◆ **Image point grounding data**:
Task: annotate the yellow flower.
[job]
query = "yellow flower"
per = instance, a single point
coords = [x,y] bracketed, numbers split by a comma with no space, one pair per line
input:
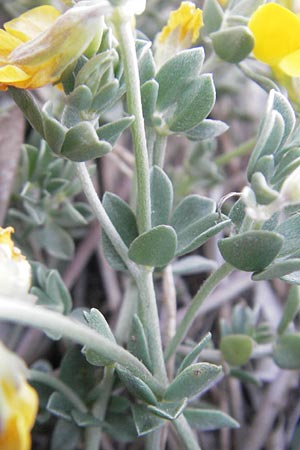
[15,271]
[18,403]
[276,32]
[181,31]
[36,47]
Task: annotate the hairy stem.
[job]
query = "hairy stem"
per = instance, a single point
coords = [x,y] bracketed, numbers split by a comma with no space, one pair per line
[134,104]
[208,286]
[42,318]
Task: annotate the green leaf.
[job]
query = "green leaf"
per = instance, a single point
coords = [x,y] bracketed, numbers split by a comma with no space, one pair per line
[212,15]
[82,144]
[136,386]
[26,102]
[190,210]
[175,73]
[192,356]
[154,248]
[263,192]
[269,139]
[193,380]
[195,235]
[66,435]
[209,419]
[161,196]
[149,93]
[56,288]
[85,419]
[251,251]
[120,426]
[124,221]
[207,129]
[290,229]
[279,269]
[168,410]
[193,105]
[286,353]
[97,322]
[145,421]
[291,309]
[137,342]
[81,98]
[56,241]
[60,406]
[193,264]
[106,97]
[112,131]
[77,373]
[233,44]
[236,348]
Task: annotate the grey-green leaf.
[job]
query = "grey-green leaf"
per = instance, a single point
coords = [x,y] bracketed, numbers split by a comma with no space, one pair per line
[82,144]
[286,351]
[209,419]
[233,44]
[145,421]
[154,248]
[137,342]
[161,196]
[194,380]
[251,251]
[112,131]
[192,356]
[136,386]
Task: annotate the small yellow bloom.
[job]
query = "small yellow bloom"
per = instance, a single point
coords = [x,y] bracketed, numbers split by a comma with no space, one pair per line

◆ **Activity**: Starting with the top line, write out all the data above exactly; keep the pictures out.

◆ **Result of this task**:
Task: annotate the yellow flower.
[job]
query = "yellow flower"
per = instance, a single point
coords = [x,y] bracketed, numbers split by a comma with no space, one pair per line
input:
[15,271]
[18,403]
[276,32]
[181,31]
[36,47]
Task: annotate the hairy stem.
[job]
query = "hairy stem"
per = instance, a single point
coords = [x,y] bracketed, numbers split by a comma with no space, one pair per line
[134,104]
[208,286]
[42,318]
Task: annotate the green leaf.
[job]
query = "green leaf"
per = instance, a single point
coords = [x,y] bracketed, numbers split by a comma with no space, one pair per line
[212,15]
[82,144]
[136,386]
[26,102]
[190,210]
[175,73]
[192,356]
[154,248]
[263,192]
[269,139]
[193,380]
[195,235]
[66,435]
[209,419]
[161,196]
[149,93]
[56,288]
[85,419]
[251,251]
[120,426]
[124,221]
[207,129]
[290,229]
[279,269]
[168,410]
[193,105]
[286,353]
[97,322]
[145,421]
[291,309]
[137,342]
[81,98]
[56,241]
[60,406]
[193,264]
[106,97]
[112,131]
[77,373]
[233,44]
[236,348]
Task: annotate the grey-green leaf.
[job]
query = "grey-green leaf"
per = instance, a single point
coords = [x,y] bracketed, numbers split by a comma with no space, one pair per line
[82,144]
[286,351]
[209,419]
[233,44]
[145,421]
[154,248]
[137,342]
[161,196]
[194,380]
[251,251]
[112,131]
[192,356]
[136,386]
Task: annotate the small yellow bloom.
[job]
query = "small yellow bloom"
per = instance, a single point
coords = [x,y] bracketed, numbers split by a comma with no space, one pair per line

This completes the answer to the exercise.